┌──

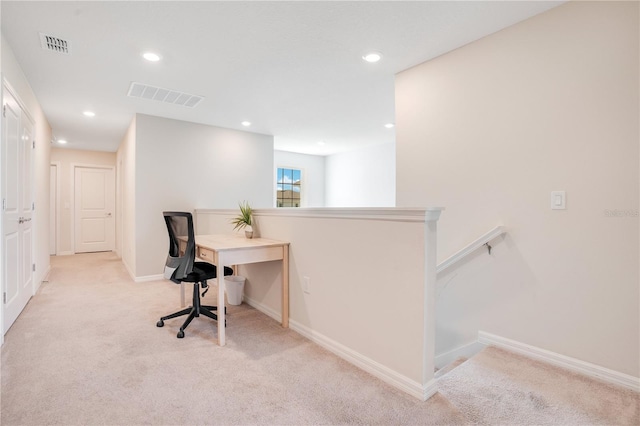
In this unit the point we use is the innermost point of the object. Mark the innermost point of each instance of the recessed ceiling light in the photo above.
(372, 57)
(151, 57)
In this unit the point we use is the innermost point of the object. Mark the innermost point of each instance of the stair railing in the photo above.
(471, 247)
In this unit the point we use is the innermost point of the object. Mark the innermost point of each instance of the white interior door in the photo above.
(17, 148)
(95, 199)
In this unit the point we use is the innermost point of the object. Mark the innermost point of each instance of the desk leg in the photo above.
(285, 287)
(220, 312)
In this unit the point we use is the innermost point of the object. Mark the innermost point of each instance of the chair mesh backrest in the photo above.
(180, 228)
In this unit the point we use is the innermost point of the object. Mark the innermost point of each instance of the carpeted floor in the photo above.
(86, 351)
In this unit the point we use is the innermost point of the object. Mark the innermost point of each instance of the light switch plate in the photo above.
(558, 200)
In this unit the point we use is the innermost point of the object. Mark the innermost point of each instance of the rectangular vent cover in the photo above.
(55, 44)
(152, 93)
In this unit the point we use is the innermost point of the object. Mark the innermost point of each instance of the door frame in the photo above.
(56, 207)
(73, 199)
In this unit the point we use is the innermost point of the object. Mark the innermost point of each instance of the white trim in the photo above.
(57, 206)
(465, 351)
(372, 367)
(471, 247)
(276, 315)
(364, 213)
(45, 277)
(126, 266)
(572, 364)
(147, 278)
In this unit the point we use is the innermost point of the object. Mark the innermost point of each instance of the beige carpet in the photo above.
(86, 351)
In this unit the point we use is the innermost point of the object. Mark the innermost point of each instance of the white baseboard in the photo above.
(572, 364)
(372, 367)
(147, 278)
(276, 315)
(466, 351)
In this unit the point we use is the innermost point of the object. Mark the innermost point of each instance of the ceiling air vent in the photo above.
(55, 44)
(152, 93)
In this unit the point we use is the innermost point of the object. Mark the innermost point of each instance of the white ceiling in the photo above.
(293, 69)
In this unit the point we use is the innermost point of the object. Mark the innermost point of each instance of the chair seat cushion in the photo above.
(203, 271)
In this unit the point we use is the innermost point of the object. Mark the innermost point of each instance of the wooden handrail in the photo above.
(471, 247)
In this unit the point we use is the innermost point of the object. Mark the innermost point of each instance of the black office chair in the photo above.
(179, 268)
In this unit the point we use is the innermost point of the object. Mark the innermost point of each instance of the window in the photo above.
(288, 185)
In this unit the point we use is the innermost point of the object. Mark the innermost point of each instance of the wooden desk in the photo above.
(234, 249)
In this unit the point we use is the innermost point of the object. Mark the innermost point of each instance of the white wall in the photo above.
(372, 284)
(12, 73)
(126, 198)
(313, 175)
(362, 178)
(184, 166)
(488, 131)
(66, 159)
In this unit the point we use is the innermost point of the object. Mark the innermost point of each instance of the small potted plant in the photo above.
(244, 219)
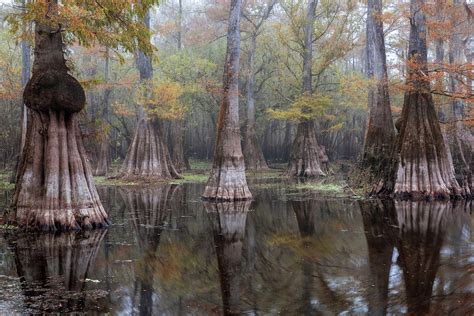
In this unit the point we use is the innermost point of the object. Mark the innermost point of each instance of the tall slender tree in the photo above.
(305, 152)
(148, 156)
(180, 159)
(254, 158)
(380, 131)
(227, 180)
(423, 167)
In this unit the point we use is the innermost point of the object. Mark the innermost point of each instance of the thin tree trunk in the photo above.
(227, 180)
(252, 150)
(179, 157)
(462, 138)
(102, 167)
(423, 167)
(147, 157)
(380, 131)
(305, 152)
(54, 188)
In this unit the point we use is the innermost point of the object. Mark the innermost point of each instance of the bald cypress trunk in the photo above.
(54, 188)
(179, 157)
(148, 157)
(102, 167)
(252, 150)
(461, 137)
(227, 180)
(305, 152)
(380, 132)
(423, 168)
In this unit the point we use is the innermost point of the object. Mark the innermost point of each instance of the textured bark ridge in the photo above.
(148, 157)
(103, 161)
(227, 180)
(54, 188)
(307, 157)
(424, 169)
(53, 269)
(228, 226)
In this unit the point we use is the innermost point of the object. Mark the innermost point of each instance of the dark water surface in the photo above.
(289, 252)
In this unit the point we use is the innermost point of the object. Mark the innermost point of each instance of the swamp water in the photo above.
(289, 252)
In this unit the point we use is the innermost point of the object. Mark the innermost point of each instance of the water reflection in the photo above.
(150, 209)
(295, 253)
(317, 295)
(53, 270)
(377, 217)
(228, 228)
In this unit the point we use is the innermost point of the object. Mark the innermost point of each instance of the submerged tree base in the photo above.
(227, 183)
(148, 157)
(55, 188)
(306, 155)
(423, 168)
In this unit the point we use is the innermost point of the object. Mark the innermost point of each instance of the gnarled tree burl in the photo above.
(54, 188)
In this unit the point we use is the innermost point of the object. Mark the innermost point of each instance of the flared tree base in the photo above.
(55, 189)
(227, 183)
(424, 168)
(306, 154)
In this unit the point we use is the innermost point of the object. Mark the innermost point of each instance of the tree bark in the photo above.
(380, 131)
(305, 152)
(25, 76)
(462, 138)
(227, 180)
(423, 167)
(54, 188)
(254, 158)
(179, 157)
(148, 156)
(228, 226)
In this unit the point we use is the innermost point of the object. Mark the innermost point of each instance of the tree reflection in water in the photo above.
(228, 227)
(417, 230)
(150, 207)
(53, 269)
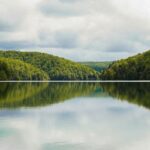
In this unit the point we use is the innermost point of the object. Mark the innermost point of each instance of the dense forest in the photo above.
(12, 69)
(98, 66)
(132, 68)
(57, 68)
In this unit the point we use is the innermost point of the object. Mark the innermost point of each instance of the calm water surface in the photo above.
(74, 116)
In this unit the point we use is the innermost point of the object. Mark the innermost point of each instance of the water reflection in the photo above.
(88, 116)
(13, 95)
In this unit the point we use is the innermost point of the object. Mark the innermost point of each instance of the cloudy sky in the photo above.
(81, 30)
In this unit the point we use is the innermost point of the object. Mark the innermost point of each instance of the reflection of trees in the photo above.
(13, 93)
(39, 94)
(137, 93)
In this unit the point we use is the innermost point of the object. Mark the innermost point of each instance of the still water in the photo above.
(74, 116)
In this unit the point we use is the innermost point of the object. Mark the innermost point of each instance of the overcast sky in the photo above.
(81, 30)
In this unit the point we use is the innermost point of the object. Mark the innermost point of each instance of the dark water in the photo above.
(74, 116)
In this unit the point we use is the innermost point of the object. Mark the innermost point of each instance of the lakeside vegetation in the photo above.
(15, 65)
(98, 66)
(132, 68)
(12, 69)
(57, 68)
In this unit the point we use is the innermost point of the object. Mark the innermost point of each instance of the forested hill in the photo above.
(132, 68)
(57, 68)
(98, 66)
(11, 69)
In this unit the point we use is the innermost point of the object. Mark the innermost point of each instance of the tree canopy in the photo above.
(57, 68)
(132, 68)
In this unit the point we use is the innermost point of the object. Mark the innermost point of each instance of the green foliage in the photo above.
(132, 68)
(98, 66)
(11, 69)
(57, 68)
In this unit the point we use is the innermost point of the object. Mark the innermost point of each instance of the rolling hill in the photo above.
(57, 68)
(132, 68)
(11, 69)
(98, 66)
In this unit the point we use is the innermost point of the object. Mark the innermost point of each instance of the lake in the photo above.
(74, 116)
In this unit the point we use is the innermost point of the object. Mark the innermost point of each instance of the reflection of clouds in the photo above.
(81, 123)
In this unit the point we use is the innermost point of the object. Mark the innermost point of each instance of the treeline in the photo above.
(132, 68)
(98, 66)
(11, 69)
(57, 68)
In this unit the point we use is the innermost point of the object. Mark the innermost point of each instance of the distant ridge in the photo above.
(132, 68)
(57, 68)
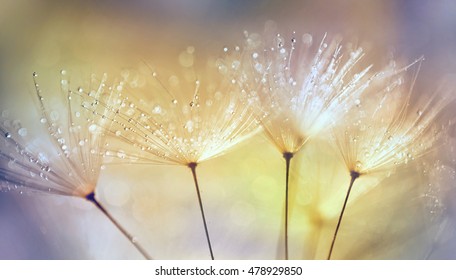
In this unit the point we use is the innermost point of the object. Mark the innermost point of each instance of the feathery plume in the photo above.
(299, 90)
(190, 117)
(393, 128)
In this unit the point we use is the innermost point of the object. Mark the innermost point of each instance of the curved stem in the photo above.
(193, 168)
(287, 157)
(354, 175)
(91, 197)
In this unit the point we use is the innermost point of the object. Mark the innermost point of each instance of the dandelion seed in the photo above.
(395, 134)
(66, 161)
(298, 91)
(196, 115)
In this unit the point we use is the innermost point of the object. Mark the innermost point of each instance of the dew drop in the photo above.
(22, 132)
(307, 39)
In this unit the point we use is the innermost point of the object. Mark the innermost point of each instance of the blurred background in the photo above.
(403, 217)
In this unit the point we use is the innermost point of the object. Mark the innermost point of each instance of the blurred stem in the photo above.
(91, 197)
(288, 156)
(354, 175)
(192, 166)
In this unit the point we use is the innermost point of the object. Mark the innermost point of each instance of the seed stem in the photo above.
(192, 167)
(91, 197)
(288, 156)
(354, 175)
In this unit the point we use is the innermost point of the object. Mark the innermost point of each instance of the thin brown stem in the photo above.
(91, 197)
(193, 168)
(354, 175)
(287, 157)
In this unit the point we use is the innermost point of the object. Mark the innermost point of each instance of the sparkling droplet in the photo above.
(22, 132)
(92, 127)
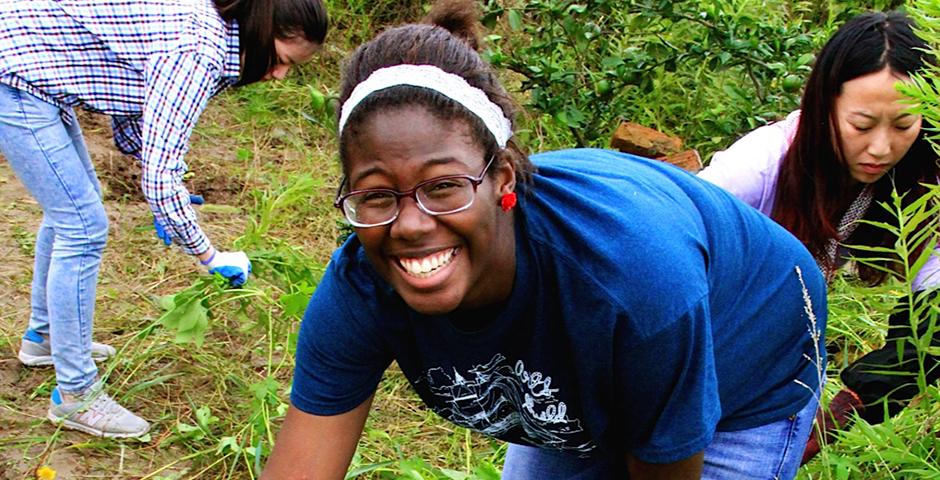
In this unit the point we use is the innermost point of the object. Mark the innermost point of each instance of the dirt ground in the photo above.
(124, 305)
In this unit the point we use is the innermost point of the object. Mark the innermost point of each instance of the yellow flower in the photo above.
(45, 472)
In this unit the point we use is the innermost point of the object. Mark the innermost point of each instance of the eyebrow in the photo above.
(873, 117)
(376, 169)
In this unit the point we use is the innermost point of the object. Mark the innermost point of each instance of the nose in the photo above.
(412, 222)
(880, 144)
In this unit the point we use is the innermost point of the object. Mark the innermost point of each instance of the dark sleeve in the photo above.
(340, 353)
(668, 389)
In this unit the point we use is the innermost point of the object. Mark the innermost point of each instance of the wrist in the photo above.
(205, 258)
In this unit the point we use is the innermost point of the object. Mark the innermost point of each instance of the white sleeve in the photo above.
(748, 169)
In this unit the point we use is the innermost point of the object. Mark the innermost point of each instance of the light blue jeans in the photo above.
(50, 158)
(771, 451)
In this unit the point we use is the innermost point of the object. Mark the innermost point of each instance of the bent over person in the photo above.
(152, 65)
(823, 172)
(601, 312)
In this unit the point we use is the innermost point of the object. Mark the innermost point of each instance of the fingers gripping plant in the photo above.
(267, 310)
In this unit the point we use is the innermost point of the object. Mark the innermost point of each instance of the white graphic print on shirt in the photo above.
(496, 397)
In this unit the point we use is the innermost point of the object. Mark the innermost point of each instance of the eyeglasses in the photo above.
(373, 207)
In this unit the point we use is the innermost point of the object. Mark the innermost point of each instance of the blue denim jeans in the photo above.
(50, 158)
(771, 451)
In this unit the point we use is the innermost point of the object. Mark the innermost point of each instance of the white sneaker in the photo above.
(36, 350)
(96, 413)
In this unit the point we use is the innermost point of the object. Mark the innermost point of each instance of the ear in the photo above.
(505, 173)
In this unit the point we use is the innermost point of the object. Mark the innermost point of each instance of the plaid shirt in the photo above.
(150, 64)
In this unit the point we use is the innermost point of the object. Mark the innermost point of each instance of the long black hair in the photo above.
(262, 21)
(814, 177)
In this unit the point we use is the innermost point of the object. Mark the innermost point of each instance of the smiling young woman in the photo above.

└──

Locate "on shirt in the photo above." in the material, then quote the line that contains it and all lines after it through the final one.

__Result__
In this unit the point we use is the innermost point of the object. Mark the innermost point of each instance of the white graphic print on shirt in the photo above.
(496, 397)
In this unit the point we use is the innermost point of the object. Mark the innermost point of each instance of the eyeglasses in the photo above.
(373, 207)
In this unit the point we use is the innermost point of the object. Mark the innermost point of each instance of the blue denim jeans in the photo above.
(50, 158)
(771, 451)
In this unit the point we use is the innermost point of the object. Mark the innermost point of each instance of the white sneaker in the photo above.
(36, 350)
(96, 413)
In this unit the point we use is the innermost point of the object. Mark the innermost point of each instance of the ear in the photo above.
(505, 173)
In this unit the point we use is the innermost point of the object. Mark the innermost point of each instance of the plaid shirt in the photo above.
(150, 64)
In this unit the point we use is the innermost point of the object. Mark the innermost point of each instance of the long black hair in the photo above.
(262, 21)
(814, 177)
In this unit the point we use is the innermost point of the object. Mark the innermost point of each instance of the smiling young woman in the photo above.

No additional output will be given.